Content starts

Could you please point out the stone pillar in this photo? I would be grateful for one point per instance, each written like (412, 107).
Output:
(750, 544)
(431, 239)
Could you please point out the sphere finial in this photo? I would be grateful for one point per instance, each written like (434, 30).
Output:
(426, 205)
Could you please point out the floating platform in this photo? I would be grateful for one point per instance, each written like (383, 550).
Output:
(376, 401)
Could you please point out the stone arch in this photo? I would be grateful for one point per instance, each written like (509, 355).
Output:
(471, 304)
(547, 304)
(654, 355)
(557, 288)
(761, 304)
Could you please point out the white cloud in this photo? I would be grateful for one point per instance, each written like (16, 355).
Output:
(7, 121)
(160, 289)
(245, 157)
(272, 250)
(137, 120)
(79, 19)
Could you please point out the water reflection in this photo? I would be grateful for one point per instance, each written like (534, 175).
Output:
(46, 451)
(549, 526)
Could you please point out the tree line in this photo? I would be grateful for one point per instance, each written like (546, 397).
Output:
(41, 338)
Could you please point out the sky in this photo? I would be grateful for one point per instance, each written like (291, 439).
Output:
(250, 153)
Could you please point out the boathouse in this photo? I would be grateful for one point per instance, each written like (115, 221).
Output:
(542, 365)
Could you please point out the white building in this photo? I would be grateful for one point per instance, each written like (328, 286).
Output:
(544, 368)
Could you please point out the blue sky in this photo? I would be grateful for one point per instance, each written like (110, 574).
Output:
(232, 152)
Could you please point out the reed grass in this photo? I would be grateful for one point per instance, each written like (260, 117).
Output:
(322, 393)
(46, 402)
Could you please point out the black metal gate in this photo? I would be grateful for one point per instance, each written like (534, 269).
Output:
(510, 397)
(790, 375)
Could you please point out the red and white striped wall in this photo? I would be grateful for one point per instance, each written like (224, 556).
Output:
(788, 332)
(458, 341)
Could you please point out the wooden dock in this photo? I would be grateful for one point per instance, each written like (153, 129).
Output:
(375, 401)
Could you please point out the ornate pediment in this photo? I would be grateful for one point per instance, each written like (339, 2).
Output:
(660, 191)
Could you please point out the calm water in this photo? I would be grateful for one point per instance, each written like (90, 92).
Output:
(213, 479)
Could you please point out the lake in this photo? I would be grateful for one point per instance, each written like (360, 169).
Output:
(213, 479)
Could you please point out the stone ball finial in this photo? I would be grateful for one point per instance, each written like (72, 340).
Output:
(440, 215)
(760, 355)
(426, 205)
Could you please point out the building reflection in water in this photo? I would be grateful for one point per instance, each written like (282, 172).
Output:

Content ends

Problem statement:
Once you have read the entries, write them all out again exactly.

Answer to this exercise:
Could you please point out the stone pillar in this photo? I would be grateful for one point per instance, each written like (412, 107).
Output:
(750, 544)
(431, 239)
Could you please point out the sphere finial in this photo? I would be grateful for one point per instance, each written like (434, 30).
Output:
(426, 205)
Could you please point out the floating platform in this photo? I would be grateful for one point per instance, each written like (383, 550).
Output:
(376, 401)
Could you please point out the stone arch in this photo? I would be grateful for one point per instance, each written like (509, 355).
Output:
(471, 304)
(547, 304)
(654, 355)
(557, 288)
(761, 304)
Could you please point out the white cloud in this photo? I would be grateful for one point per instance, each written like (16, 355).
Output:
(7, 121)
(160, 289)
(245, 157)
(272, 250)
(137, 120)
(79, 19)
Could you please point out the water reflection in this photo? I would be grateful for one point per instance, each written like (534, 175).
Output:
(46, 451)
(549, 526)
Could you please point out the tree line in this photo? I would be grateful for one point per instance, each written like (546, 397).
Output:
(41, 338)
Could you please point out the sky in this photo? I would be grateful for one point per instance, each written like (291, 439).
Output:
(250, 153)
Could you please point out the boathouse in this photo? I would be grateful for one point per instance, each written like (115, 221).
Output:
(542, 365)
Could you please point out the white building in this photo? I would be grateful for one point per instance, each written like (328, 286).
Output:
(544, 368)
Could you please point out the blue sky in this photo? I would be grateful for one point per instance, each written like (110, 574).
Output:
(232, 152)
Could you please point out the reed grass in this photo? I would be grateful for one point per instance, each written like (260, 117).
Output:
(322, 393)
(46, 402)
Could you please point out the black metal gate in this photo? I would be grateful for one point per instance, each written like (534, 269).
Output:
(510, 397)
(790, 375)
Could you please point out the red and white striped wall in this photo? I would be grateful for one point per instance, each written like (224, 556).
Output:
(788, 332)
(458, 341)
Could you please point out the wooden dock in this photo? I would be grateful for one point per instance, each written like (153, 129).
Output:
(375, 401)
Could you please point out the ornate pediment in this photo? I would be grateful for one point per instance, each written like (339, 2).
Output:
(660, 191)
Could you please point out the calm water in this photo? I would be grateful for one point per instance, each written like (90, 92).
Output:
(213, 479)
Could you please point out the lake in this photo? I would be grateful for one point per instance, each written like (360, 169).
Output:
(213, 479)
Could you please point out the stone ball finial in this photo? I would be grateful for one point per instance, each written like (72, 340).
Output:
(440, 215)
(760, 355)
(426, 205)
Could you please point out the building reflection in water in this photo? I would be grateful for one point per instance, each written like (282, 172).
Output:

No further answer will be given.